SELECTED PASSAGE
• • • • •
A motion to reinstate a case dismissed for want of prosecution is addressed to the sound discretion of the trial court. Parks v. McMackin, 636 S.W.2d 759, 761 (Tex.App.—Fort Worth 1982, writ ref’d n.r.e.). The court may consider the entire history of the proceeding in determining whether to reinstate the action. Melton v. Ryander, 727 S.W.2d 299, 301 (Tex.App.—Dallas 1987, writ ref’d n.r.e.). The inquiry on appeal is whether the trial court abused its discretion. Bevil v. Johnson, 157 Tex. 621, 307 S.W.2d 85, 87 (1957); Melton, 727 S.W.2d at 301; Parks, 636 S.W.2d at 761.
Eustice predicates his entire argument on the language of rule 165a(3) of the Texas Rules of Civil Procedure. This rule provides, in relevant part, that “the Court shall reinstate the case upon finding ... that the failure of the party or his attorney was not intentional or the result of conscious indifference but was due to an accident or mistake_” Tex.R.Civ.P. 165a(3). However, rule 165a(3) applies only to cases dismissed for want of prosecution because of the failure of an attorney or party to appear for trial. Ozuna v. Southwest Bio-Clinical Laboratories, 766 S.W.2d 900, 903 (Tex.App.—San Antonio 1989, writ denied); Moore v. Armour & Co., 748 S.W.2d 327, 331 (Tex.App.—Amarillo 1988, no writ); Speck v. Ford Motor Co., 709 S.W.2d 273, 275 (Tex.App.—Houston [14th Dist.] 1986, no writ). It does not apply to cases dismissed for want of diligent prosecution pursuant to the inherent power of the trial court. Ozuna, 766 S.W.2d at 903; Moore, 748 S.W.2d at 331; Speck, 709 S.W.2d at 275.
• • • • •
Natural-language object grounding data:
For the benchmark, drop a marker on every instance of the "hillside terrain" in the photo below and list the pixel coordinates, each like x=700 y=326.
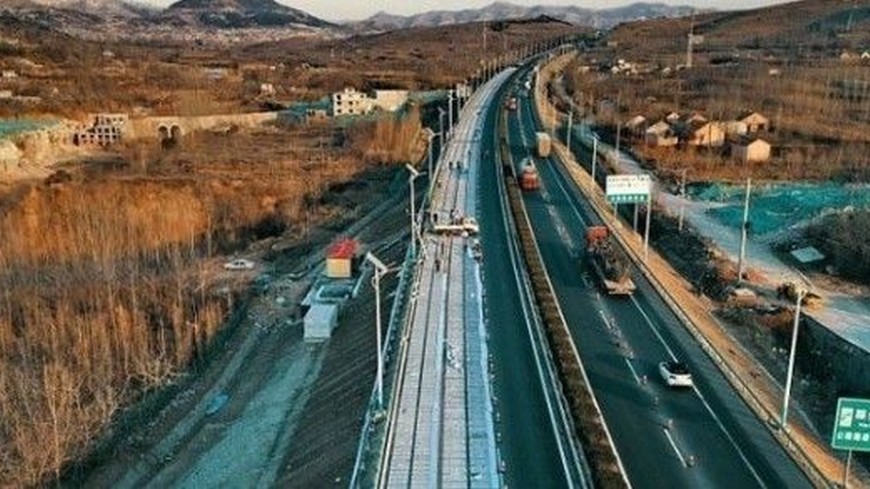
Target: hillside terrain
x=604 y=18
x=804 y=78
x=803 y=29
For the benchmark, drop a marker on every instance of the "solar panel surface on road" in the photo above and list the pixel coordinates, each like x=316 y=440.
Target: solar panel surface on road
x=442 y=429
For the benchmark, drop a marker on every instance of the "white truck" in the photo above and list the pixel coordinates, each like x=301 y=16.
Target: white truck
x=543 y=144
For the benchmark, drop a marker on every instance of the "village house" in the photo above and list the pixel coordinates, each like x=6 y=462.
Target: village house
x=750 y=150
x=636 y=125
x=707 y=134
x=389 y=100
x=105 y=130
x=755 y=122
x=352 y=102
x=660 y=134
x=734 y=128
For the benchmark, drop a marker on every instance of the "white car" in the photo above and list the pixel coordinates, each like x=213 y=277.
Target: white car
x=675 y=374
x=239 y=264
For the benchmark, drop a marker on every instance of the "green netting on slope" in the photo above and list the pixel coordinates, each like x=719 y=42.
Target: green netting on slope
x=779 y=206
x=10 y=127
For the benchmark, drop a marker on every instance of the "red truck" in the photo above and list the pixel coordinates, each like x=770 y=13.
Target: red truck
x=608 y=261
x=529 y=176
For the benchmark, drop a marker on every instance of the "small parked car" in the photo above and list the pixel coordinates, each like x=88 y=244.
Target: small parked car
x=675 y=374
x=239 y=264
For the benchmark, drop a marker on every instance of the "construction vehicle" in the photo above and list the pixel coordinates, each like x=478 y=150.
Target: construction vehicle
x=608 y=261
x=789 y=292
x=454 y=225
x=529 y=176
x=543 y=143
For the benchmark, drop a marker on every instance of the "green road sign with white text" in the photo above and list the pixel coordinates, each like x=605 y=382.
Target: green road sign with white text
x=628 y=198
x=852 y=425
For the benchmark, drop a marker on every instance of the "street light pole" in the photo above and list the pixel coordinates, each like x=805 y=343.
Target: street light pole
x=570 y=121
x=682 y=200
x=441 y=127
x=380 y=269
x=450 y=110
x=646 y=231
x=790 y=373
x=594 y=156
x=413 y=176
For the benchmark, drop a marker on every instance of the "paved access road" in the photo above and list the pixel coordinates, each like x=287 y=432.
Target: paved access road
x=700 y=437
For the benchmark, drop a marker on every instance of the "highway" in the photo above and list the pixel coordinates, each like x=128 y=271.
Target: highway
x=700 y=437
x=536 y=447
x=441 y=431
x=477 y=403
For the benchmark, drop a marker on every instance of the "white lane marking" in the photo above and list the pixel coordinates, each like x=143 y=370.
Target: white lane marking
x=701 y=397
x=674 y=446
x=604 y=318
x=633 y=371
• • • • •
Answer these questions from the passage on reinstating dismissed cases:
1. A motion to reinstate a case dismissed for want of prosecution is addressed to whose discretion?
2. Eustice bases his entire argument on what rule?
3. According to the passage, that rule applies only to which cases?

1. The sound discretion of the trial court.
2. Rule 165a(3) of the Texas Rules of Civil Procedure.
3. Cases dismissed for want of prosecution because of the failure of an attorney or party to appear for trial.